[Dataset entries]
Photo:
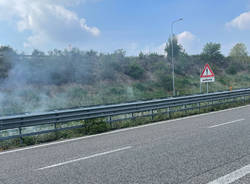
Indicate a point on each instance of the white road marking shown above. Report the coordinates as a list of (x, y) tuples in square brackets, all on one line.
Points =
[(231, 177), (227, 123), (84, 158), (117, 131)]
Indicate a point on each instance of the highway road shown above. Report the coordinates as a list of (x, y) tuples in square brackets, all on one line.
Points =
[(211, 148)]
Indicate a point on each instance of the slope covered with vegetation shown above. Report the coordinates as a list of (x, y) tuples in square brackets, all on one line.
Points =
[(73, 78)]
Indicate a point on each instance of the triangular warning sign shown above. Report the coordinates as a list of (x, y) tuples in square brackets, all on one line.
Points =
[(207, 72)]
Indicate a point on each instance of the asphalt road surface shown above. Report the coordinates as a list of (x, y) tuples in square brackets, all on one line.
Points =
[(212, 148)]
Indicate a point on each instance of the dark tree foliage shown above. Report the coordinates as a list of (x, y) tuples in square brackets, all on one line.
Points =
[(212, 53), (177, 48)]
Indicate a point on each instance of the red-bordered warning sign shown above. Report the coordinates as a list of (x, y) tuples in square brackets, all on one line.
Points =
[(207, 74)]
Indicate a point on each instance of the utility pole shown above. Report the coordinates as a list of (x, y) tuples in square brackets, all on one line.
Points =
[(172, 55)]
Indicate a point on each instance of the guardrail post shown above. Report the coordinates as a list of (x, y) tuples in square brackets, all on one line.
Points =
[(110, 121), (152, 114), (20, 134)]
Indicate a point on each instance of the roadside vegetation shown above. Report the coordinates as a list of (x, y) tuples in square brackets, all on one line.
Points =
[(73, 78)]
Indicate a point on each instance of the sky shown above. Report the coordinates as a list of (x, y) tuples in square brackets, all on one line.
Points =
[(133, 25)]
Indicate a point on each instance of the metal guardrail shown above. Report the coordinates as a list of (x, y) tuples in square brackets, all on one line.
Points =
[(144, 108)]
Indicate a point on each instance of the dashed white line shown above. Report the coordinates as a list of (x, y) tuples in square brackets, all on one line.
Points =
[(117, 131), (231, 177), (84, 158), (227, 123)]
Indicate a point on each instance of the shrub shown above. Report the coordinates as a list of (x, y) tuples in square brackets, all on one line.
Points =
[(135, 71)]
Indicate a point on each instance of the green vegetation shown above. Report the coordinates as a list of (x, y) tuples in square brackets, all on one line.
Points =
[(73, 78)]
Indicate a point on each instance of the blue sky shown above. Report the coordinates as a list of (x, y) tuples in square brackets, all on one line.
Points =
[(134, 25)]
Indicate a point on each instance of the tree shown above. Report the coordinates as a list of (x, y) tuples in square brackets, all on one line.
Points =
[(239, 52), (37, 53), (212, 53), (177, 48)]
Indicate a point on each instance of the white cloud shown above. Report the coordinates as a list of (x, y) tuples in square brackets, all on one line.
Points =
[(241, 22), (48, 21), (189, 41)]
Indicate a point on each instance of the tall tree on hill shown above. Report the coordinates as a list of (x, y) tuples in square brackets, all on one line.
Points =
[(177, 48), (212, 53), (239, 53)]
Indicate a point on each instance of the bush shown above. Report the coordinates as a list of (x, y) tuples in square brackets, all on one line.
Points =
[(135, 71)]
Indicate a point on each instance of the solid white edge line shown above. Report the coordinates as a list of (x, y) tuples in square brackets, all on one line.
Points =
[(227, 123), (233, 176), (84, 158), (117, 131)]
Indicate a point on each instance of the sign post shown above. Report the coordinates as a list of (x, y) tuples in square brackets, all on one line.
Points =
[(207, 75)]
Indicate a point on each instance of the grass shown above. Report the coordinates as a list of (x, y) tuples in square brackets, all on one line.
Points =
[(96, 126)]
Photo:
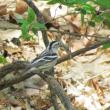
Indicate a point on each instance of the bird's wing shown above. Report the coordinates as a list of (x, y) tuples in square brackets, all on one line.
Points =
[(44, 60)]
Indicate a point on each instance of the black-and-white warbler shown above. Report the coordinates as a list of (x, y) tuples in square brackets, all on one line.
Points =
[(48, 58)]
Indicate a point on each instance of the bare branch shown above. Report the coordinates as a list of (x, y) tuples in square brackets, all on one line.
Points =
[(83, 50)]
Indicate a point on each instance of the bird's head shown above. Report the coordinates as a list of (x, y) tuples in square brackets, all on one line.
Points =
[(54, 45)]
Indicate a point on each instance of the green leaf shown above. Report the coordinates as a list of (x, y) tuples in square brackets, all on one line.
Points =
[(98, 18), (2, 59), (107, 45), (88, 8), (103, 3), (82, 18), (31, 15), (92, 23)]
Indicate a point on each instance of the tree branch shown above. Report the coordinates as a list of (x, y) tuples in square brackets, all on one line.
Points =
[(83, 50)]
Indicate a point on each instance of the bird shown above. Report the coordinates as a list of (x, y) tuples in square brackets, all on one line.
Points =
[(48, 58)]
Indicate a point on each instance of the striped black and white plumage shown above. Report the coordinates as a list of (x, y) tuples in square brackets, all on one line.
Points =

- **Task to carry out**: Could you set down every record above word for word, leaving out the pictures?

- **Answer to the exercise**:
Photo:
Indicate a point on each instance of the white road marking shown above. Report the coordinates as a list of (x, y) tuples in square brackets, all on one line.
Points =
[(231, 177), (227, 123), (84, 158), (117, 131)]
Indicate a point on each instance of the highway road shown above. Report the coordinates as a list of (x, y) tuples in square brackets, all on one line.
Points =
[(211, 148)]
Indicate a point on each instance of the slope covered with vegetation shown above. Report the coordinates as a list of (x, y) tuples in square brackets, all on one line.
Points =
[(73, 78)]
Indicate a point on each instance of the triangular warning sign shown above. Report the coordinates as a list of (x, y) tuples in square brackets, all on one line.
Points =
[(207, 72)]
Indicate a point on each instance of the asphalt road surface shown above. Report the coordinates as a list of (x, y) tuples in square brackets, all on one line.
Points =
[(212, 148)]
Indicate a point on each instance of the dark tree foliage shown above. Report the coordinates as a list of (x, y) tuples in square brackets, all on one line.
Points =
[(212, 53), (177, 48)]
Indicate a point on each instance of the red-bordered warning sign shown above. Report the coordinates as a list of (x, y) tuples in square brackets, all on one line.
Points =
[(207, 74)]
Indicate a point on each instance of the utility pole shown above. Report the coordinates as a list of (x, y) tuples in square brackets, all on one line.
Points =
[(172, 55)]
Indicate a point on each instance of the guardrail post shown above. Report the coordinates as a list of (x, y) tuples in square brackets, all on one line.
Points =
[(110, 121), (152, 114), (20, 134)]
Indicate a point on each instance of the roadside vegetation shown above. Report the coordinates as a list of (x, y) tuples in square brackets, all on one line.
Points =
[(73, 78)]
Indicate a point on each instance of the sky shown above. Report the coordinates as a list of (x, y) tuples in square brackets, all on one line.
Points =
[(133, 25)]
Indicate a point on each instance of the metal guardrail shown above. Report the coordinates as a list of (x, y) tuples in square brackets, all on one line.
Points =
[(144, 108)]
Indicate a point on each instance of the dashed white line shown above. Report the coordinates as a list of (x, y) tuples in square brackets, all on one line.
Points =
[(117, 131), (231, 177), (84, 158), (227, 123)]
Indicate a point on each instance of the shrub shown above. Report the coordinates as a list of (x, y) tuples in square brackets, all on one line.
Points =
[(135, 71)]
Indicate a point on each instance of the green vegetation shown above. Report the coordinates as a list of (x, y) tuples in square brackets, all on one line.
Points =
[(73, 78)]
Indicate a point on each instance of the blue sky shown above. Report the coordinates as a list of (x, y) tuples in square brackets, all on one line.
Points =
[(134, 25)]
Indicate a point on each instance of the tree shown above. Report the coordinates as a list of (x, y) tuples in square brackets, all on one line.
Points =
[(239, 52), (37, 53), (212, 53), (177, 48)]
Indicate a point on each instance of the white cloud shown above. Report the coordinates as a list of (x, y) tuples in square brackets, all on one line.
Points =
[(241, 22), (48, 21), (189, 41)]
Indicate a point on each instance of the tall tree on hill shown above. Report the coordinates as a list of (x, y) tuples in square brackets, all on one line.
Points =
[(177, 48), (212, 53), (239, 53)]
Indicate a point on each instance of the bush shown above. Report the coordinates as a list of (x, y) tuples in square brackets, all on one line.
Points =
[(135, 71)]
Indicate a point on each instance of the solid white edge line shown above. Report the coordinates as a list of (x, y) tuples in square brackets, all on one line.
Points =
[(227, 123), (233, 176), (84, 158), (117, 131)]
Indicate a point on each instance of the sign post shown above. Report the coordinates as a list of (x, y) tuples in square brackets, all on one line.
Points =
[(207, 75)]
Indicate a point on each instance of the grass shown above. Report the coordinates as a list of (x, y) tuples in square brackets, all on one line.
Points =
[(96, 126)]
Photo:
Indicate a point on each instance of the bird's wing shown above. Report the coordinates as a list of (x, y) tuples in square brackets, all on one line.
Points =
[(44, 60)]
Indicate a point on each instance of the black-and-white warbler shown above. Report the coordinates as a list of (x, y) tuples in square brackets, all on one line.
Points =
[(48, 58)]
Indicate a point on each instance of the bare branch shown above. Report the coordinates as a list of (x, y) tuples in square brackets, all on one line.
Points =
[(83, 50)]
Indicate a point on each instance of the bird's head shown above. Report the coordinates as a list of (x, y) tuples in square brackets, all on one line.
Points =
[(54, 45)]
Indicate a point on each instance of the green leaf shown above. Report the coordinates as a list of (x, y) tuples in square brackets, all on one line.
Points =
[(98, 18), (2, 59), (107, 45), (88, 8), (103, 3), (82, 18), (31, 15), (92, 23)]
Indicate a point on each instance of the tree branch shown above. Report the coordinates as a list of (x, y) tuples in square brackets, all on one line.
Points =
[(83, 50)]
Indicate a point on each instance of the bird shown above. Report the coordinates as a list of (x, y) tuples in square brackets, all on one line.
Points =
[(48, 58)]
Indicate a point on each instance of the striped black and white plumage shown above. Report the coordinates as a list of (x, y) tuples in square brackets, all on one line.
Points =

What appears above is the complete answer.